* [Short problem] Give only the number of lines in the rows below that contain the string "white". Case matters.
---------- Raw data ----------
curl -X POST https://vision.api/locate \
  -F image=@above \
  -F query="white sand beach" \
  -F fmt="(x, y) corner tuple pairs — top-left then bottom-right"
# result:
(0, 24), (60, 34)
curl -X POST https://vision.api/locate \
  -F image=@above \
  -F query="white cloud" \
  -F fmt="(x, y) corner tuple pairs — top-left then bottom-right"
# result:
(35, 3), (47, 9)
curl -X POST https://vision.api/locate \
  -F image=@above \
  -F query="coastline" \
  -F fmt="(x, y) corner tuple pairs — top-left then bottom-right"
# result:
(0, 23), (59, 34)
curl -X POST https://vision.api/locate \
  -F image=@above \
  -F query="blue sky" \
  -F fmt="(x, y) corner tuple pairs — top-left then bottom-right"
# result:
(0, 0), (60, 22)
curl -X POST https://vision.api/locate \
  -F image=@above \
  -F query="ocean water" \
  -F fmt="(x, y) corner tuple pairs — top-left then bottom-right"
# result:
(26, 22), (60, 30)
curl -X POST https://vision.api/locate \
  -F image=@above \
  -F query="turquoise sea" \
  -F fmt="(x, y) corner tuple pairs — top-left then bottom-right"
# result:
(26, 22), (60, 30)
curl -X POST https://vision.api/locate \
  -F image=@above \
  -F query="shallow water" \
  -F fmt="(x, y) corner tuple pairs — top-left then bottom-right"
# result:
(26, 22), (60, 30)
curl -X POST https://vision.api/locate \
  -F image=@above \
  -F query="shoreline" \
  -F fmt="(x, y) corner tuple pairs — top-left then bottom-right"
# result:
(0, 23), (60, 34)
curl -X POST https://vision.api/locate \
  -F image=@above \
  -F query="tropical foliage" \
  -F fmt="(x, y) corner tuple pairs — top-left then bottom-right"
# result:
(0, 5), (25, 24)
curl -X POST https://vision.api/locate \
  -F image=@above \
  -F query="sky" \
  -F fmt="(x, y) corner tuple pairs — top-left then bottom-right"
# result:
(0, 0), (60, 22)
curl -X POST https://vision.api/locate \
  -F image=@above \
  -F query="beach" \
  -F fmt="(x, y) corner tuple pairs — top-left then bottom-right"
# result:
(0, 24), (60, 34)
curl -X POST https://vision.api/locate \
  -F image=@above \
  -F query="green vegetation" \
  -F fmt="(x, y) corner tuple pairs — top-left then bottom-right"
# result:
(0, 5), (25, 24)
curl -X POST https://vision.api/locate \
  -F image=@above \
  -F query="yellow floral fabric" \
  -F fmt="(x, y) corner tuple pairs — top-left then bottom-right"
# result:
----------
---------- Raw data ----------
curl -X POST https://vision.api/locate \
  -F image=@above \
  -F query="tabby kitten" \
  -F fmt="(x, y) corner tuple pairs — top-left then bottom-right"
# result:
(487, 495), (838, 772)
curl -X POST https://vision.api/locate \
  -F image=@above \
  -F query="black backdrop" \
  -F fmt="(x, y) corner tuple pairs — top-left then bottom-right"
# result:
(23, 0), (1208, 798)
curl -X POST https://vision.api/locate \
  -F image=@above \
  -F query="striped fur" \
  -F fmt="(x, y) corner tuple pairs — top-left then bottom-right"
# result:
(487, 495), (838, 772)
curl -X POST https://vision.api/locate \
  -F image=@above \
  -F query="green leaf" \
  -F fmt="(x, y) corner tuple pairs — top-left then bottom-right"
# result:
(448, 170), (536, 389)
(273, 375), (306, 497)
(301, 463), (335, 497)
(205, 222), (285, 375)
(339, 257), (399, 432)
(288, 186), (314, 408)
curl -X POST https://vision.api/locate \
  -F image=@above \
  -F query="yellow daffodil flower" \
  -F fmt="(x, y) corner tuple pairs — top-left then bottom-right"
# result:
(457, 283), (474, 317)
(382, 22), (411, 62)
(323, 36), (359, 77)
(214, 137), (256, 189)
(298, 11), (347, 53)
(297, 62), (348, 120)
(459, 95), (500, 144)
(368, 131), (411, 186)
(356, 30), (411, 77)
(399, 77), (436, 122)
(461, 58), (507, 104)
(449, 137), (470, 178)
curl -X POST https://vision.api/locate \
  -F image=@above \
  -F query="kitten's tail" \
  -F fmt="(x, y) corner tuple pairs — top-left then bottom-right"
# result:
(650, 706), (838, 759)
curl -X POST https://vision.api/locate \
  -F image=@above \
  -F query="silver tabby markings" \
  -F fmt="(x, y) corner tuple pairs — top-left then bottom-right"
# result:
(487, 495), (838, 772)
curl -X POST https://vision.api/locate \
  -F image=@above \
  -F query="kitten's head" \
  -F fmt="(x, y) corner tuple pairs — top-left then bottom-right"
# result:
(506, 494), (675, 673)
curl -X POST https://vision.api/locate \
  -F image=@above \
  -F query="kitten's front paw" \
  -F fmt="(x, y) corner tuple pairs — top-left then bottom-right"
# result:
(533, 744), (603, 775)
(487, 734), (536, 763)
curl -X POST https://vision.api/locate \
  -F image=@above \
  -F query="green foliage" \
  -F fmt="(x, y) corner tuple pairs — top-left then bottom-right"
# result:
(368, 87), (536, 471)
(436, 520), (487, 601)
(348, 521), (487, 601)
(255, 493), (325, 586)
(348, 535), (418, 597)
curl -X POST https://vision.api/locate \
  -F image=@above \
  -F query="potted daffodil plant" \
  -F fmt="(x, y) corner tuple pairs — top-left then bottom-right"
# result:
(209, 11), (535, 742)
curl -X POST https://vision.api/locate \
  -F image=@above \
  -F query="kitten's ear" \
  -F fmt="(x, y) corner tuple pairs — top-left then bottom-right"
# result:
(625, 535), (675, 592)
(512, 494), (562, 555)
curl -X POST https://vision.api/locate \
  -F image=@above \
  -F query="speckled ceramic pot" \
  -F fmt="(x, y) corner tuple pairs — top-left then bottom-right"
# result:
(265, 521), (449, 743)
----------
---------- Raw data ----------
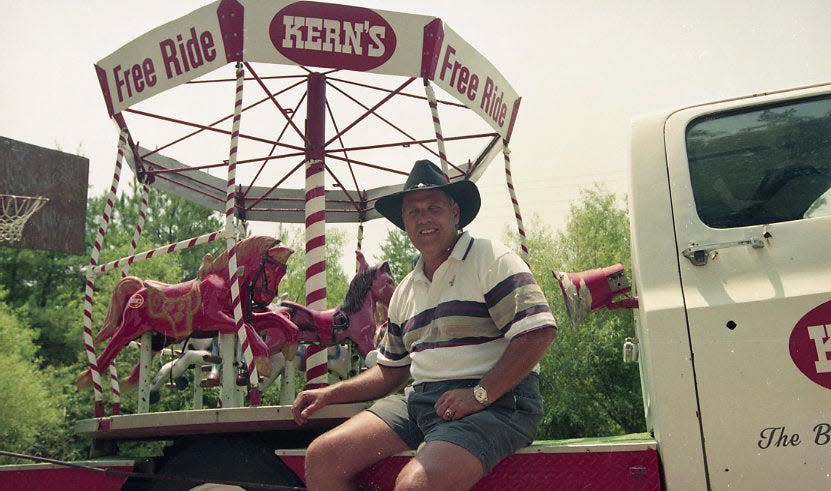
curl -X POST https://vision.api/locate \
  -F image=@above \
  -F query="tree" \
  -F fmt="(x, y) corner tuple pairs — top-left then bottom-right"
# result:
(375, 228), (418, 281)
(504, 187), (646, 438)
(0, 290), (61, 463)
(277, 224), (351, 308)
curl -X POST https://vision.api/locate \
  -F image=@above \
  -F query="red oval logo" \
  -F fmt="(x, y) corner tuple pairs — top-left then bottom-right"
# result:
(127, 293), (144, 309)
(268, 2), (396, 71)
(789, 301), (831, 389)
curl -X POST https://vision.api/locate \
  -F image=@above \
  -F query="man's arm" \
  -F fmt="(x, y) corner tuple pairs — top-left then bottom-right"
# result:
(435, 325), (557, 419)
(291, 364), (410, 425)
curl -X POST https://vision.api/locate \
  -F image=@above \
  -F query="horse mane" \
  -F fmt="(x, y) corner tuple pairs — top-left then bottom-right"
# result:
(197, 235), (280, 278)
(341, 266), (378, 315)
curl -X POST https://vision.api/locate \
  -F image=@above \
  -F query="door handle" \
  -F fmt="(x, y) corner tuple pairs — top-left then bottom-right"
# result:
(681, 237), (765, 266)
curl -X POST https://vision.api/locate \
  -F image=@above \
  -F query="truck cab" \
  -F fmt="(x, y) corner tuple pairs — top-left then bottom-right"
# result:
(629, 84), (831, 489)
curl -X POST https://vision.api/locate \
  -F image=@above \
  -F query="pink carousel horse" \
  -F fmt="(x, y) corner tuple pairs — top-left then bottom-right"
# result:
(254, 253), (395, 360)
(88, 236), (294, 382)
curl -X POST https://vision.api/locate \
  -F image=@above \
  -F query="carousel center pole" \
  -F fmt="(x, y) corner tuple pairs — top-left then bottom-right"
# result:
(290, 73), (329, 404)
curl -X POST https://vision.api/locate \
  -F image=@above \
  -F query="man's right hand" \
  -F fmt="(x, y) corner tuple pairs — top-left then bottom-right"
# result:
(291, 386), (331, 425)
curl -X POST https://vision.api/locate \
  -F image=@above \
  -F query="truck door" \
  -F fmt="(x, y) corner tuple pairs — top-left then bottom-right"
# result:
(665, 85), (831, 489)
----------
* [Exercise response] 2